> What needs to be done: Each line that follows is to be retyped exactly.

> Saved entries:
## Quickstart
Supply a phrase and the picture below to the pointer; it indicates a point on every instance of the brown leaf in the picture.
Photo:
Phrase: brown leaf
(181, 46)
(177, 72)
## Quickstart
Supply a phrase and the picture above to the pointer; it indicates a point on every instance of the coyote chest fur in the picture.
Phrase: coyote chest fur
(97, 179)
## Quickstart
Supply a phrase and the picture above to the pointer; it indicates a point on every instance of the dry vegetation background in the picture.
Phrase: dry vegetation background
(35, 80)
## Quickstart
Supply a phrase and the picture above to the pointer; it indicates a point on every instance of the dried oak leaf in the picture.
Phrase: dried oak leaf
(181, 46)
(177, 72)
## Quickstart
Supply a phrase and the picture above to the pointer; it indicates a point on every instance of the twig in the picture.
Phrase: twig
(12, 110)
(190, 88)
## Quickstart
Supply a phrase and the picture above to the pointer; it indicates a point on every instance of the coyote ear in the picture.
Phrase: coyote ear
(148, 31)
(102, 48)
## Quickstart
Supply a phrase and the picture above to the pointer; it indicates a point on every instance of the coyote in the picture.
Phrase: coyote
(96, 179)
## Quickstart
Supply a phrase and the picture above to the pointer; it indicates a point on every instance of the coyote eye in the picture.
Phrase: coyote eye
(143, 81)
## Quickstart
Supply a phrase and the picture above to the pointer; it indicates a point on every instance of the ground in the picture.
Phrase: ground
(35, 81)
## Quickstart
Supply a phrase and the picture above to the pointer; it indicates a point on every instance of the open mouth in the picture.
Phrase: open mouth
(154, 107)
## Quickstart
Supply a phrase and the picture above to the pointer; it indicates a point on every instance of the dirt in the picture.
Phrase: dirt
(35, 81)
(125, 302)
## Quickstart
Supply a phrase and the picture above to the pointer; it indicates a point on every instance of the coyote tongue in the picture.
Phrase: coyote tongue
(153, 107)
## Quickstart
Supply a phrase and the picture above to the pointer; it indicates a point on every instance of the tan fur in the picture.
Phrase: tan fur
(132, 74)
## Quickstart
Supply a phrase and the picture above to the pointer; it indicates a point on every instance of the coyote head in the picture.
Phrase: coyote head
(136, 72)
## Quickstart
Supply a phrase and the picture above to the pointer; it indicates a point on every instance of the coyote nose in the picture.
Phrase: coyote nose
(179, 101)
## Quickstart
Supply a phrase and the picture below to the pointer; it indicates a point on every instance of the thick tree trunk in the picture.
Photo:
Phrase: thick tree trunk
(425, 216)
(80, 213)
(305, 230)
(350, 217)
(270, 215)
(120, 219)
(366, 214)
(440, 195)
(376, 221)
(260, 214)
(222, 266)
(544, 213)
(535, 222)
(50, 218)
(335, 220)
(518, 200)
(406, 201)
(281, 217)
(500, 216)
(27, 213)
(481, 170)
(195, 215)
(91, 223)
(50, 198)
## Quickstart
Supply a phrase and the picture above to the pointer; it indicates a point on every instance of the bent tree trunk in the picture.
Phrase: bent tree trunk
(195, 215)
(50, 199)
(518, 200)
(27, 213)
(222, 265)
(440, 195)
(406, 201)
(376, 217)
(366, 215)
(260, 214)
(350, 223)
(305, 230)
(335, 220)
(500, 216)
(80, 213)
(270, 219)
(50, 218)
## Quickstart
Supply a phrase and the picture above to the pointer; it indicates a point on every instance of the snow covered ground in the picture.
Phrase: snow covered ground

> Answer:
## Quickstart
Supply a phrase and the picture below to the pointer; it indicates a point on every instance of the brown leaf in the picture.
Photo:
Phrase: brown leaf
(181, 46)
(177, 72)
## Quickstart
Supply a phrase and the picture above to the pointer; it indicates a point on every instance of the coyote chest fur in the picture.
Phrase: coyote chest fur
(97, 179)
## Quickstart
Supply a phrase and the picture above to the pointer; it indicates a point on every instance of the dry vegetation background in the picture.
Phrase: dry vegetation background
(35, 80)
## Quickstart
Supply a phrase and the picture above to the pointer; it indicates a point on every instance of the dried oak leaf in the picture.
Phrase: dried oak leaf
(181, 46)
(177, 72)
## Quickstart
Supply a phrase and the picture above to the pointer; it indicates a point on every instance of the twig in the picture.
Phrase: twig
(12, 110)
(190, 88)
## Quickstart
Supply a phrase and the picture above to the pointer; it indicates a point on every instance of the coyote ear in the picture.
Phrase: coyote ear
(148, 31)
(102, 48)
## Quickstart
Supply a phrase and the picture above to the pointer; it indicates a point on every instance of the coyote in the picture.
Phrase: coyote
(96, 179)
## Quickstart
Supply a phrase and the picture above to the pointer; it indicates a point on every instance of the coyote eye in the picture.
Phrase: coyote eye
(143, 81)
## Quickstart
Supply a phrase and the picture above to the pointer; it indicates a point on every instance of the ground in the picture.
Phrase: ground
(35, 81)
## Quickstart
Supply a phrase and the picture above to the pointer; it indicates a point on every instance of the open mouth in the picture.
Phrase: open mouth
(154, 107)
## Quickstart
Supply a phrase and the picture above to the pointer; it indicates a point on every instance of the dirt in the picture.
Phrase: dirt
(35, 81)
(125, 302)
## Quickstart
Supply a phrase and the picture above to the pointer; it indicates a point on every instance of the coyote tongue in the picture.
Phrase: coyote tongue
(153, 107)
## Quickstart
Supply a phrase and the picture above to the pointer; it indicates a point on every instance of the tan fur in the picture.
Phrase: tan fur
(132, 74)
## Quickstart
Supply a phrase and the picture above to the pointer; it indicates a point on every instance of the coyote head in the picture.
Phrase: coyote head
(136, 72)
## Quickstart
Supply a phrase and the picture above to the pointer; it indicates a point on every instance of the coyote nose in the picture.
Phrase: coyote nose
(179, 101)
## Quickstart
Supply a phrase and the picture below to the pointer; it indicates a point on every instance of the thick tree trunk in the picture.
Photo:
Phrase: thick tree trunk
(425, 216)
(80, 213)
(305, 230)
(350, 217)
(270, 215)
(120, 219)
(366, 214)
(440, 195)
(376, 221)
(260, 214)
(222, 266)
(544, 213)
(535, 222)
(50, 218)
(335, 220)
(518, 200)
(406, 201)
(281, 217)
(500, 216)
(27, 213)
(481, 170)
(195, 215)
(91, 223)
(50, 198)
## Quickstart
Supply a phrase and the picture above to the pointer; it indicates a point on every instance of the bent tree trunk in the picture.
Phrase: bent tree trunk
(195, 215)
(50, 199)
(518, 200)
(27, 213)
(222, 265)
(440, 195)
(406, 201)
(376, 217)
(366, 215)
(260, 214)
(350, 223)
(305, 230)
(335, 220)
(500, 216)
(80, 213)
(270, 219)
(50, 218)
## Quickstart
Supply a phrase and the picture above to the pointer; it indicates a point on every instance of the snow covered ground in the picture.
Phrase: snow covered ground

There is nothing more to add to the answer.